• Exercise instructions: Update the listing from the line containing "of the fence" through the end of the listing, changing "lush hillside" to "green hillside" and leaving everything else as it is.

━━━━

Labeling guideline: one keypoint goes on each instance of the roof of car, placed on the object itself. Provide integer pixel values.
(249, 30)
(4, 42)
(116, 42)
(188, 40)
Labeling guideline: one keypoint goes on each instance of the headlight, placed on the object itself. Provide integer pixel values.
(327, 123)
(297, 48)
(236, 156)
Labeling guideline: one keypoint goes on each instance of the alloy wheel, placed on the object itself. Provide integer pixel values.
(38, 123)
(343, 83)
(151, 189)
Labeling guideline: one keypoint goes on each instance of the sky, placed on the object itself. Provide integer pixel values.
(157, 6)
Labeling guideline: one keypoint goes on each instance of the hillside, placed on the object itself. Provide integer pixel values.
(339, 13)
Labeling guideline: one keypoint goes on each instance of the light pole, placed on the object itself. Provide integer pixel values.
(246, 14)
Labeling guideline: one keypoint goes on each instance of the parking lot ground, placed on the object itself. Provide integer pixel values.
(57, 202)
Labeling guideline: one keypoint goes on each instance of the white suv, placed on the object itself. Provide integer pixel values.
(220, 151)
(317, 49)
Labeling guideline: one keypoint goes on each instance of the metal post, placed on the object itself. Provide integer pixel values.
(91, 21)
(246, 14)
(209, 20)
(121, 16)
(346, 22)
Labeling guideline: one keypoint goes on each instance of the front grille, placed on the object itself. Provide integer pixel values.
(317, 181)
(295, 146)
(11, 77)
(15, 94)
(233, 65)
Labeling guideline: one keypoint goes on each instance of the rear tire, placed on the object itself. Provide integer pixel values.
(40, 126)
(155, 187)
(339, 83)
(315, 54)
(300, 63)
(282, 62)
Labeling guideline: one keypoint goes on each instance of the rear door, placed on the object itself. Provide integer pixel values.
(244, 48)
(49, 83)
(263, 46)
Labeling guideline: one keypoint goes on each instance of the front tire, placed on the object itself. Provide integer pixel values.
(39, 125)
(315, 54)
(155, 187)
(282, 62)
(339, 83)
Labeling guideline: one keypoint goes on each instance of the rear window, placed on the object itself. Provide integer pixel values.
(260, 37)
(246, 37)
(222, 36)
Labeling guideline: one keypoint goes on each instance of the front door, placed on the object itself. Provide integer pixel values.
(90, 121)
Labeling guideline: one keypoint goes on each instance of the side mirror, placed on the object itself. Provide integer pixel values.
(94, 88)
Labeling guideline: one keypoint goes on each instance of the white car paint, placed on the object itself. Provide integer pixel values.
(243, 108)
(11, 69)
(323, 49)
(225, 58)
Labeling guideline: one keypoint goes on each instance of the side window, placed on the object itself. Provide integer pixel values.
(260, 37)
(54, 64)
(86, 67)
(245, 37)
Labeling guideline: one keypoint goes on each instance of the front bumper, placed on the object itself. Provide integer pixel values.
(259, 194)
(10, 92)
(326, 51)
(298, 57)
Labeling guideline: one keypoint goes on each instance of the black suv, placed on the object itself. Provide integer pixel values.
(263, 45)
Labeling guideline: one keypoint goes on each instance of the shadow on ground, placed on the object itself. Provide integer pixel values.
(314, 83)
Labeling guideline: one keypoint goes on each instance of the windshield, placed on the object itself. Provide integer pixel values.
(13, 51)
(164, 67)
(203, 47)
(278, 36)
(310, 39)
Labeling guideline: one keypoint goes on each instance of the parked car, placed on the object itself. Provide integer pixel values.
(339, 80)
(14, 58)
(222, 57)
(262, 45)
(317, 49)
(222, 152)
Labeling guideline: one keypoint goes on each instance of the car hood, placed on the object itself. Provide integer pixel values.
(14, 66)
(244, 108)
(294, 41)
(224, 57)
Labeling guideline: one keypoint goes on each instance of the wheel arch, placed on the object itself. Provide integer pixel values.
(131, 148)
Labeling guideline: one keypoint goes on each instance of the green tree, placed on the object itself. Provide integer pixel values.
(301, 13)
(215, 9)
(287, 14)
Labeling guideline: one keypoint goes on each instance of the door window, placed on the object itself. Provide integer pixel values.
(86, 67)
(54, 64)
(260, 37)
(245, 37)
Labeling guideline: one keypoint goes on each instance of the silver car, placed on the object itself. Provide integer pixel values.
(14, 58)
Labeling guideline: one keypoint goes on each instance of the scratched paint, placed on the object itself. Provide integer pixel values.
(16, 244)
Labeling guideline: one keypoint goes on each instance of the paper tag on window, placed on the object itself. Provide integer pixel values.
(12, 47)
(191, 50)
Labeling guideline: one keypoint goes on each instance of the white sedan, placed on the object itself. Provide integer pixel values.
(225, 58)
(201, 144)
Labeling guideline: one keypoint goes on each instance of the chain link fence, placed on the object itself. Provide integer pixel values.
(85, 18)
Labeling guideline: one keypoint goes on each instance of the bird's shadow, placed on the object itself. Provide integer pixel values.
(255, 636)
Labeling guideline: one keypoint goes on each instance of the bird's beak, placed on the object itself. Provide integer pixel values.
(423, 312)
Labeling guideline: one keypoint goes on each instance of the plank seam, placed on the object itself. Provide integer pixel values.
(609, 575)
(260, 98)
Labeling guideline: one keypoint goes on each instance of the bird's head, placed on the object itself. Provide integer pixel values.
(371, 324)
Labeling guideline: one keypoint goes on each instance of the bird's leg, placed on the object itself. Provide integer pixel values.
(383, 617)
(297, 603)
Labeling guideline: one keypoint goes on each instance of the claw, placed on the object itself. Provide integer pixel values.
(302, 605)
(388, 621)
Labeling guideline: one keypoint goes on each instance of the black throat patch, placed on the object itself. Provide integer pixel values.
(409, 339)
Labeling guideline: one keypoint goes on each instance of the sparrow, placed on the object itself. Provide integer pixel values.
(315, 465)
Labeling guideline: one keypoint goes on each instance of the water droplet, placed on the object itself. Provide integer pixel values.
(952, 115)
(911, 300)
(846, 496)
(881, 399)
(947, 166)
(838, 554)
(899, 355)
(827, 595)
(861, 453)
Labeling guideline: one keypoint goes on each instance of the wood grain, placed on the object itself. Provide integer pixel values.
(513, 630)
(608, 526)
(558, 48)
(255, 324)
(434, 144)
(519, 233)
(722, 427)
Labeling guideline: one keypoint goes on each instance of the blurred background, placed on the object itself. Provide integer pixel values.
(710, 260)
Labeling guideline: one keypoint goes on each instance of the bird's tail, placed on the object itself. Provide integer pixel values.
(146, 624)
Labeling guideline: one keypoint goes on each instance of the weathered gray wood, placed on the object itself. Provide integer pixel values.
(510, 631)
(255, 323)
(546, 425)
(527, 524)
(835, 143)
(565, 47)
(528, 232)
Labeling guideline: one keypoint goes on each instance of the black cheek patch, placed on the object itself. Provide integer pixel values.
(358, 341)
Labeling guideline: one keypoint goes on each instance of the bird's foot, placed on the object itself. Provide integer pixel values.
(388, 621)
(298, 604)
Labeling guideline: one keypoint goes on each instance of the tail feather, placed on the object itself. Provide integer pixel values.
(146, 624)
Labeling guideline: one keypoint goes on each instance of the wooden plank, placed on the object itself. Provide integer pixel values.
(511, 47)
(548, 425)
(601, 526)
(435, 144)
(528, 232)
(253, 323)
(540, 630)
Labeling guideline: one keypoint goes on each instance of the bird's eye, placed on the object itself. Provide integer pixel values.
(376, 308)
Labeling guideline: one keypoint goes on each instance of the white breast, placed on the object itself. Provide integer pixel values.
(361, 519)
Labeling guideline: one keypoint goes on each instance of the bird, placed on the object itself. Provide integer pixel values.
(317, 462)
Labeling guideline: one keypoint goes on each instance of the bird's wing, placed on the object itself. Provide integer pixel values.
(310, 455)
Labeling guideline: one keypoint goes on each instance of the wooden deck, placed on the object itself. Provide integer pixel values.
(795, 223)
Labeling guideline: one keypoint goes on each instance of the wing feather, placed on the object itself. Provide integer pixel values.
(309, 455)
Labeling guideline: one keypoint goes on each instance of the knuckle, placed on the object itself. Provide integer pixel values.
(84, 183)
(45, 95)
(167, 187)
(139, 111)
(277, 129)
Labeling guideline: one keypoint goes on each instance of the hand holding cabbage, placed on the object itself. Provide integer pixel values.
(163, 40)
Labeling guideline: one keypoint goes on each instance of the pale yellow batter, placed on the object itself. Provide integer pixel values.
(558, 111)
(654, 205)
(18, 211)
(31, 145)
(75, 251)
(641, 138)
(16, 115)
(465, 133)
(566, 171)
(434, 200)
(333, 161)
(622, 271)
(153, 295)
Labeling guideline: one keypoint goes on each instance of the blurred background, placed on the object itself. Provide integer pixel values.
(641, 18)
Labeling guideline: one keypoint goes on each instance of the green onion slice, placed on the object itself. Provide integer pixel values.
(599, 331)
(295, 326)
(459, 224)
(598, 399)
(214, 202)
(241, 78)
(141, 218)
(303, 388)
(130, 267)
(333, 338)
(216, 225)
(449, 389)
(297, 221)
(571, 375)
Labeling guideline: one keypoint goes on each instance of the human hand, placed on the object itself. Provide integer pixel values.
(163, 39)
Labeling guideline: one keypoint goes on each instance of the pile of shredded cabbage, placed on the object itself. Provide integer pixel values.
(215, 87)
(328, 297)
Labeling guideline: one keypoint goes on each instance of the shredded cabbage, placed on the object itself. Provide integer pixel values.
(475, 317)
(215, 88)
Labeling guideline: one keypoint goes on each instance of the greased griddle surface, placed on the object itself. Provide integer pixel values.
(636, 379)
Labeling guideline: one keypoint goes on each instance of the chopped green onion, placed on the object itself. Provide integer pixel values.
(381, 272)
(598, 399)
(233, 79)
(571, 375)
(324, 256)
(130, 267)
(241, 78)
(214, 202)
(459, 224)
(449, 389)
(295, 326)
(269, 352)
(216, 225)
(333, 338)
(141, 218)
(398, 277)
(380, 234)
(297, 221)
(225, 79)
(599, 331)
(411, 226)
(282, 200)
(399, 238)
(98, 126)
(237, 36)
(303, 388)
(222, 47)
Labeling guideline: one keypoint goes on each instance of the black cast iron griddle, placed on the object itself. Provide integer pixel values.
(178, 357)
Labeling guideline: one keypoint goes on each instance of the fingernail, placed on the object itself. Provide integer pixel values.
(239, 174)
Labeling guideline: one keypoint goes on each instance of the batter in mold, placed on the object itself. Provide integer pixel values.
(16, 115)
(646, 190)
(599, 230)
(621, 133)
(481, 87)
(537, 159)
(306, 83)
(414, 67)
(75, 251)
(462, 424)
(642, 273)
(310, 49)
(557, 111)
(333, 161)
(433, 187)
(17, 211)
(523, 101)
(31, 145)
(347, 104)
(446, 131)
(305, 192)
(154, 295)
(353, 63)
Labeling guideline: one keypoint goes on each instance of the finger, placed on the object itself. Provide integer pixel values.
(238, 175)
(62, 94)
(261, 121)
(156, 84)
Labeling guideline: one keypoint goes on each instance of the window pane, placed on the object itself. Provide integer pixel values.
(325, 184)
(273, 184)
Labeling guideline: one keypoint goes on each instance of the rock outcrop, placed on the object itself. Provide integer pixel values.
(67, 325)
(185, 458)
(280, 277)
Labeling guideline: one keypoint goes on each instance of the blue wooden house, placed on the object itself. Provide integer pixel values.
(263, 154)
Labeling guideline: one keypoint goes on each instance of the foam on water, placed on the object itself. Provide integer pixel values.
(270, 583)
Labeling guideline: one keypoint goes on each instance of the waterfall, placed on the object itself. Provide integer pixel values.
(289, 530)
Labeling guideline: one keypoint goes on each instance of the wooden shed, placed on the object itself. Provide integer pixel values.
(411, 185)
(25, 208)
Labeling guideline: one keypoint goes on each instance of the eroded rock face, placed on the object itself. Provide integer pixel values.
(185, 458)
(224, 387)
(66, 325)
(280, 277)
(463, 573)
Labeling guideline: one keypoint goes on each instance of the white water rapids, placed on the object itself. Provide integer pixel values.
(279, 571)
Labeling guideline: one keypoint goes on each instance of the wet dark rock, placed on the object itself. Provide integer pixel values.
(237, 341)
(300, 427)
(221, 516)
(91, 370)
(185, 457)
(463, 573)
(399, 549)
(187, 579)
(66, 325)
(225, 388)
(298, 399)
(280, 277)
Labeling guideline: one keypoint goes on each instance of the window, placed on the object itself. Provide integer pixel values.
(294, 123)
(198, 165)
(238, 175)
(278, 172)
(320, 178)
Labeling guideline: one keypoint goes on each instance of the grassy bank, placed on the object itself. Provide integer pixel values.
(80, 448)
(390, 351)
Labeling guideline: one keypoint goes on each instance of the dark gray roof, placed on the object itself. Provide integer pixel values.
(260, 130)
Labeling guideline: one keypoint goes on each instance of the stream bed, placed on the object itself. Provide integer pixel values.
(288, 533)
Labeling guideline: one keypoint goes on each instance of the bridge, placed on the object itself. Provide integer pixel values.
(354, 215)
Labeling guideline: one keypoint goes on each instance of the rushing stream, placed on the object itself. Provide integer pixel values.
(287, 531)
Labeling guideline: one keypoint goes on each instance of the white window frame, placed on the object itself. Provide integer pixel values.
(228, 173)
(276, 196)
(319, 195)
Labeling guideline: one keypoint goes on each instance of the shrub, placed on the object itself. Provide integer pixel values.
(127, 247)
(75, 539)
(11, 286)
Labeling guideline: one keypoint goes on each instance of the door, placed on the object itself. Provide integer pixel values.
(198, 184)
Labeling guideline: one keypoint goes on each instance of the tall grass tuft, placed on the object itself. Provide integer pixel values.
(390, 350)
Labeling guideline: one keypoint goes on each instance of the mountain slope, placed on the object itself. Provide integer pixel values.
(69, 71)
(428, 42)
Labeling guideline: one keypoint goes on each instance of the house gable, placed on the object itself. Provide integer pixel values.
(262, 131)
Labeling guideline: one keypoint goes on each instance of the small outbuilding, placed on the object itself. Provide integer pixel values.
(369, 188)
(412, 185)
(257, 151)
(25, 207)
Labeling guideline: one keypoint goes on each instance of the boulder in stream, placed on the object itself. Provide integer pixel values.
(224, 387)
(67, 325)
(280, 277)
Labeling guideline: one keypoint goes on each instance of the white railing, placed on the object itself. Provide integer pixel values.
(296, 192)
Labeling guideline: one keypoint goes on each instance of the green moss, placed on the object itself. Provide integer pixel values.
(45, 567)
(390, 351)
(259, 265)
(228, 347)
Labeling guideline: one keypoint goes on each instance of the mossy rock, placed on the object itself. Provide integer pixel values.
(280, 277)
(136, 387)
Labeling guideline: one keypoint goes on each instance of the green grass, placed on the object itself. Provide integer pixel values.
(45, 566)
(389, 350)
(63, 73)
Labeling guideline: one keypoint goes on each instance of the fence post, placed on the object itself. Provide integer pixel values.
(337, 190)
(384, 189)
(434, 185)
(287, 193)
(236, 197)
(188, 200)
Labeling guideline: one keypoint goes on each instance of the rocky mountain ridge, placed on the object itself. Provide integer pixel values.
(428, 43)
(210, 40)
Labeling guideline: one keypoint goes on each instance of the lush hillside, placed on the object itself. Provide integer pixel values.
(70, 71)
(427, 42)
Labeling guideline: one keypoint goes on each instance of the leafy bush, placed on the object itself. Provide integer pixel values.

━━━━

• Final result:
Labeling guideline: one keypoint goes on each instance of the fence post, placed on the object itself. Provide integer pixel values.
(337, 190)
(384, 189)
(434, 185)
(287, 193)
(236, 197)
(188, 200)
Labeling guideline: one keypoint goes on each instance of the rocky mountain ridge, placed on the object itself. Provide integer pixel values.
(428, 43)
(210, 40)
Labeling guideline: one keypoint goes on each instance of the green hillside, placed on the object itself. Provide integer pixel values.
(70, 71)
(427, 42)
Labeling guideline: one keypoint goes on each instance of the leafy bush, placed on the object itself. Provide integer pixel values.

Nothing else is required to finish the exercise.